TASK TO COMPLETE:
Find each line in the records below that contains the word "white" and copy it out, treating uppercase and lowercase as different.

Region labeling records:
· · · · · · ·

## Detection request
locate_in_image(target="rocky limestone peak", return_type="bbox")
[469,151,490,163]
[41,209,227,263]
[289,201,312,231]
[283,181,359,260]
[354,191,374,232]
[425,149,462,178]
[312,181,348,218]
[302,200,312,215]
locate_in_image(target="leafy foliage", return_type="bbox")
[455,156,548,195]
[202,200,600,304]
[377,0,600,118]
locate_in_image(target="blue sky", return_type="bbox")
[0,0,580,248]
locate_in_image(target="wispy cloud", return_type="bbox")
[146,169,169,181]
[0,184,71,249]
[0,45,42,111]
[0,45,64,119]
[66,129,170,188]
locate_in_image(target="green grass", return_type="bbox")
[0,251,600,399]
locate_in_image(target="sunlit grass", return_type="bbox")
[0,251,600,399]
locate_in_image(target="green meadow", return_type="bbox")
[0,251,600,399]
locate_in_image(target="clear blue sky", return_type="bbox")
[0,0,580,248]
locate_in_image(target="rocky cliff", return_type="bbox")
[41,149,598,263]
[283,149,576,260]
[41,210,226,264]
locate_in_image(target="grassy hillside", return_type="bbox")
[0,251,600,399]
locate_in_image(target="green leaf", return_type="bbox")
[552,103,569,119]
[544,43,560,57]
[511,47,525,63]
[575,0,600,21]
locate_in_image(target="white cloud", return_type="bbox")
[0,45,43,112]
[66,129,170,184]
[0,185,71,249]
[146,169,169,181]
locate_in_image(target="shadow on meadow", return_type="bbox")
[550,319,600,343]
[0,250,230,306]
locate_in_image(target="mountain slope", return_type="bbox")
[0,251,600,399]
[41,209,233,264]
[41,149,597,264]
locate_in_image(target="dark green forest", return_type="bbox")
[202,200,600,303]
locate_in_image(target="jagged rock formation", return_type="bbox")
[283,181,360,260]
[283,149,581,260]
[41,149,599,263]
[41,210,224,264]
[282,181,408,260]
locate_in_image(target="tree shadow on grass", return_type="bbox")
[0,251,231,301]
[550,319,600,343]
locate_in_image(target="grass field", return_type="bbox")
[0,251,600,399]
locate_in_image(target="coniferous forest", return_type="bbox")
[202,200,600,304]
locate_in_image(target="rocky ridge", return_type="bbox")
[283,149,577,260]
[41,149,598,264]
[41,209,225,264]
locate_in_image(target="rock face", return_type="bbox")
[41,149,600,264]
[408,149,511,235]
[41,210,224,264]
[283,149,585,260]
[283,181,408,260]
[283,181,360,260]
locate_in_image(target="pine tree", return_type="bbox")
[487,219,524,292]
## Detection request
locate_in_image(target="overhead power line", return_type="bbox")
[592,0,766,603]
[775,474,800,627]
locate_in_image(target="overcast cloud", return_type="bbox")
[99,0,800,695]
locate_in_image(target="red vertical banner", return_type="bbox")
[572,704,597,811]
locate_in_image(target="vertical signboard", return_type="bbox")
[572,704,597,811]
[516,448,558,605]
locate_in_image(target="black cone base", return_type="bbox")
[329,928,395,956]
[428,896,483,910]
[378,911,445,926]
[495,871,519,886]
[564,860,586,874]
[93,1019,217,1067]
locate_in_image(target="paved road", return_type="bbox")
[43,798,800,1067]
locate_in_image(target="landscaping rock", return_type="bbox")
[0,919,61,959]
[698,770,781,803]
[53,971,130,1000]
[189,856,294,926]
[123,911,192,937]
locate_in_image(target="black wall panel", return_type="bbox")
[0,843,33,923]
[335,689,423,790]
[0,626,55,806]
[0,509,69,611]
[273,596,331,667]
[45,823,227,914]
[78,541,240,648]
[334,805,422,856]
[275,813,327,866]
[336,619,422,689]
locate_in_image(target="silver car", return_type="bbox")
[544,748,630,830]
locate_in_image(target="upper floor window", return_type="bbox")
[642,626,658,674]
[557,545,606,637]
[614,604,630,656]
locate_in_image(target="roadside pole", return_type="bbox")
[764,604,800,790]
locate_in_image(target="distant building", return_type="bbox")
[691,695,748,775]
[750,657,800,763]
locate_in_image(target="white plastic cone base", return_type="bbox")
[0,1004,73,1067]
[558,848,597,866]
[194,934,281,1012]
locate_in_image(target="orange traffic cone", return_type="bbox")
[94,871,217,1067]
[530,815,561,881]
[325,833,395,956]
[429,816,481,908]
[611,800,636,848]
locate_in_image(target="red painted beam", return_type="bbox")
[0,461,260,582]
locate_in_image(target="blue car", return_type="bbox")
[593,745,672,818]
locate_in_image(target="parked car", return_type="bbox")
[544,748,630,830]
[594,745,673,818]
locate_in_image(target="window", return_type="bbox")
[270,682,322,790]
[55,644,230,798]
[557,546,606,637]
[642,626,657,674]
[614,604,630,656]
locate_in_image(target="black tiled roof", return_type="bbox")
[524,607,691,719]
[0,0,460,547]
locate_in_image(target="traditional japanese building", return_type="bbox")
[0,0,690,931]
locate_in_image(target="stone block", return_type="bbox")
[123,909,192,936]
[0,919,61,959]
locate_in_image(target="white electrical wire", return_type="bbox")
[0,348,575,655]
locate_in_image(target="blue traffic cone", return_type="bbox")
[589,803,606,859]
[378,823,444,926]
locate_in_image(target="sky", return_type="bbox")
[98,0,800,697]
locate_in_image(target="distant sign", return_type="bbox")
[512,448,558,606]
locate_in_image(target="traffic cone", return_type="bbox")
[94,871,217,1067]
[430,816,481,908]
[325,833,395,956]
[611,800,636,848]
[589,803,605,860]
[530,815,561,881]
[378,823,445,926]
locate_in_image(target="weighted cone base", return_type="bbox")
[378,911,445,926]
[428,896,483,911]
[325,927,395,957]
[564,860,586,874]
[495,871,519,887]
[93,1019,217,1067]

· · · · · · ·

FULL SOLUTION:
locate_in_image(target="white cloud", return_type="bbox")
locate_in_image(target="white plastic cone base", return_type="bbox")
locate_in_image(target="white electrical wire", return_type="bbox")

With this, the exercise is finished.